• _What you need to do_: Exact wording is required for every entry; transcribe all of them and leave the images out.

• _Exercise data_:
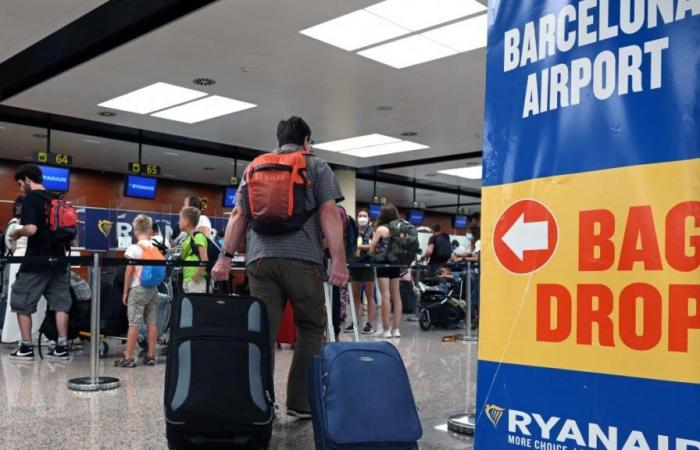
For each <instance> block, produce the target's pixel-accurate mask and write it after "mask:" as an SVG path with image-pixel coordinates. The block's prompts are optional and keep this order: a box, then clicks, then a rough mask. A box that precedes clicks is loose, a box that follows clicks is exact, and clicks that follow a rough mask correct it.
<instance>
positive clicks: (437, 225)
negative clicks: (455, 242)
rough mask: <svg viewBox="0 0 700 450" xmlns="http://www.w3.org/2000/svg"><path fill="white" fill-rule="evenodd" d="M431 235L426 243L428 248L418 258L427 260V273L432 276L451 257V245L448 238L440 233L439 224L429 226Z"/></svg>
mask: <svg viewBox="0 0 700 450" xmlns="http://www.w3.org/2000/svg"><path fill="white" fill-rule="evenodd" d="M430 229H431V230H432V231H433V235H432V236H431V237H430V240H429V241H428V248H426V249H425V253H424V254H423V255H422V256H421V257H420V259H421V260H422V261H425V260H428V272H429V273H430V274H431V276H432V275H434V274H435V273H436V272H437V271H438V269H439V268H440V266H441V265H443V264H445V263H446V262H447V261H449V260H450V258H451V257H452V243H451V242H450V237H449V236H448V235H447V234H445V233H443V232H442V228H441V227H440V224H437V223H435V224H433V225H431V226H430Z"/></svg>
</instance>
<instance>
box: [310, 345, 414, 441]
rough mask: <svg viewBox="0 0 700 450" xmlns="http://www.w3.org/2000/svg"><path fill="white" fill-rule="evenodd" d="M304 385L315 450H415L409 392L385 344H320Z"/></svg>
mask: <svg viewBox="0 0 700 450" xmlns="http://www.w3.org/2000/svg"><path fill="white" fill-rule="evenodd" d="M357 380H372V382H371V383H358V382H357ZM309 384H310V386H309V402H310V403H311V412H312V415H313V427H314V441H315V443H316V449H317V450H335V449H343V450H360V449H368V448H371V449H375V450H377V449H385V450H390V449H391V450H414V449H417V448H418V443H417V441H418V440H419V439H420V437H421V435H422V429H421V425H420V420H419V418H418V413H417V410H416V405H415V401H414V399H413V392H412V391H411V385H410V383H409V380H408V375H407V373H406V368H405V367H404V364H403V361H402V360H401V356H400V355H399V352H398V351H397V350H396V348H395V347H394V346H393V345H391V344H389V343H388V342H353V343H351V342H337V343H329V344H326V345H325V346H324V347H323V349H322V350H321V354H320V356H317V357H315V358H314V360H313V363H312V365H311V368H310V374H309ZM367 405H372V406H371V408H368V407H367Z"/></svg>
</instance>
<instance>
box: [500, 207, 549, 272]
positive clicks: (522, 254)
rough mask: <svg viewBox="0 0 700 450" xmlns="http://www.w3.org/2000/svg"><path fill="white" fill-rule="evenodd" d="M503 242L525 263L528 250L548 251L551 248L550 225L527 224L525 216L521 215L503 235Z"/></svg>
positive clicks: (522, 214) (527, 222) (533, 222)
mask: <svg viewBox="0 0 700 450" xmlns="http://www.w3.org/2000/svg"><path fill="white" fill-rule="evenodd" d="M503 242H505V243H506V245H507V246H508V247H509V248H510V249H511V250H512V251H513V253H515V255H516V256H517V257H518V259H520V261H524V253H525V252H526V251H527V250H547V249H548V248H549V223H548V222H547V221H544V222H525V214H524V213H523V214H521V215H520V217H518V220H516V221H515V223H514V224H513V225H512V226H511V227H510V229H509V230H508V231H507V232H506V234H504V235H503Z"/></svg>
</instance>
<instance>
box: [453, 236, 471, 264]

• _Answer to this problem_:
For each <instance> block, produce the target's pixel-accurate mask and write it after "mask:" as an SVG path with image-pixel coordinates. The block's prompts are optional and keep this order: a box, then clicks, then a rough mask. A box that precedes clicks is loose, a box that follows clicks is exact, and clicks that follow a rough mask correct it.
<instance>
positive clicks: (437, 225)
negative clicks: (455, 242)
rough mask: <svg viewBox="0 0 700 450" xmlns="http://www.w3.org/2000/svg"><path fill="white" fill-rule="evenodd" d="M431 235L426 243L428 248L418 258L427 260V273L432 276L451 257V245L448 238L440 233L439 224L429 226Z"/></svg>
mask: <svg viewBox="0 0 700 450" xmlns="http://www.w3.org/2000/svg"><path fill="white" fill-rule="evenodd" d="M430 229H431V230H432V231H433V235H432V236H431V237H430V240H429V241H428V248H426V249H425V253H424V254H423V255H422V256H421V257H420V259H421V260H422V261H425V260H428V272H429V273H430V274H431V276H432V275H434V274H435V273H436V272H437V271H438V269H439V268H440V266H441V265H443V264H445V263H446V262H447V261H449V260H450V258H451V257H452V243H451V242H450V237H449V236H448V235H447V234H445V233H443V232H442V228H441V227H440V224H437V223H435V224H433V225H431V226H430Z"/></svg>
</instance>
<instance>
box: [310, 345, 414, 441]
rough mask: <svg viewBox="0 0 700 450" xmlns="http://www.w3.org/2000/svg"><path fill="white" fill-rule="evenodd" d="M304 385L315 450H415L409 392L385 344H320Z"/></svg>
mask: <svg viewBox="0 0 700 450" xmlns="http://www.w3.org/2000/svg"><path fill="white" fill-rule="evenodd" d="M357 380H372V382H371V383H358V382H357ZM309 384H310V386H309V402H310V403H311V412H312V415H313V427H314V441H315V443H316V449H317V450H335V449H343V450H360V449H368V448H371V449H375V450H377V449H385V450H390V449H391V450H414V449H417V448H418V443H417V441H418V440H419V439H420V437H421V435H422V429H421V425H420V420H419V418H418V413H417V410H416V405H415V401H414V399H413V392H412V391H411V385H410V383H409V380H408V375H407V373H406V368H405V367H404V364H403V361H402V360H401V356H400V355H399V352H398V351H397V350H396V348H395V347H394V346H393V345H391V344H389V343H388V342H353V343H351V342H337V343H329V344H326V345H325V346H324V347H323V349H322V350H321V354H320V356H317V357H315V358H314V360H313V363H312V365H311V368H310V374H309ZM367 405H372V406H371V408H368V407H367Z"/></svg>
</instance>
<instance>
box: [500, 207, 549, 272]
positive clicks: (522, 254)
rough mask: <svg viewBox="0 0 700 450" xmlns="http://www.w3.org/2000/svg"><path fill="white" fill-rule="evenodd" d="M503 242L525 263L528 250L548 251L551 248L550 225L527 224L525 216L521 215L503 235Z"/></svg>
positive clicks: (522, 214) (527, 222) (533, 222)
mask: <svg viewBox="0 0 700 450" xmlns="http://www.w3.org/2000/svg"><path fill="white" fill-rule="evenodd" d="M503 242H505V243H506V245H507V246H508V247H509V248H510V249H511V250H512V251H513V253H515V255H516V256H517V257H518V259H520V261H524V253H525V252H526V251H527V250H547V249H548V248H549V223H548V222H547V221H544V222H525V214H524V213H523V214H521V215H520V217H518V220H516V221H515V223H514V224H513V225H512V226H511V227H510V229H509V230H508V231H507V232H506V234H504V235H503Z"/></svg>
</instance>
<instance>
box: [453, 236, 471, 264]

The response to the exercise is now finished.